Document excerpt:
..............................

Restorationist Jesuit Transferred
SAN FRANCISCO (SFBayC) In the latest move to prevent Father Joseph Fessio, S.J. from disrupting the religious studies program at the Jesuit run University of San Francisco, the Jesuits have assigned him to Southern California to a hospital ministry position. Conservative elements within the American Catholic Church have characterized the priest’s transfer as a form of punishment and exile. Some are calling for organized protests.
The Jesuit Order has assigned Father Fessio as an associate chaplain at Santa Teresita Hospital in Duarte, a suburb of Los Angeles. In an interview for San Francisco Faith, a Catholic On-line monthly, Father Fessio admitted that his transfer was announced after his superiors were informed of his attempt to found ‘Campion College’ a new two year Catholic Conservative College in San Francisco. The new institution would have no ties with USF.
According to Fessio, his superiors gave him instructions that he was not to have any role in the founding of this new college. From the San Francisco Faith article it is unclear that Fessio will abide in keeping his distance from the formation or promotion of this new independant Catholic Institution.

..............................

Data shown:
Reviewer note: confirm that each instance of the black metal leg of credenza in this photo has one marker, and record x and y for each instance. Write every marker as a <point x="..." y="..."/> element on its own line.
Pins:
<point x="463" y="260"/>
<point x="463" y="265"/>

..............................

What to produce:
In the news item about the Jesuit transfer, what position has the Jesuit Order given Father Fessio, and where? Please answer in one sentence.

Worked solution:
The Jesuit Order has assigned him as an associate chaplain at Santa Teresita Hospital in Duarte, a suburb of Los Angeles.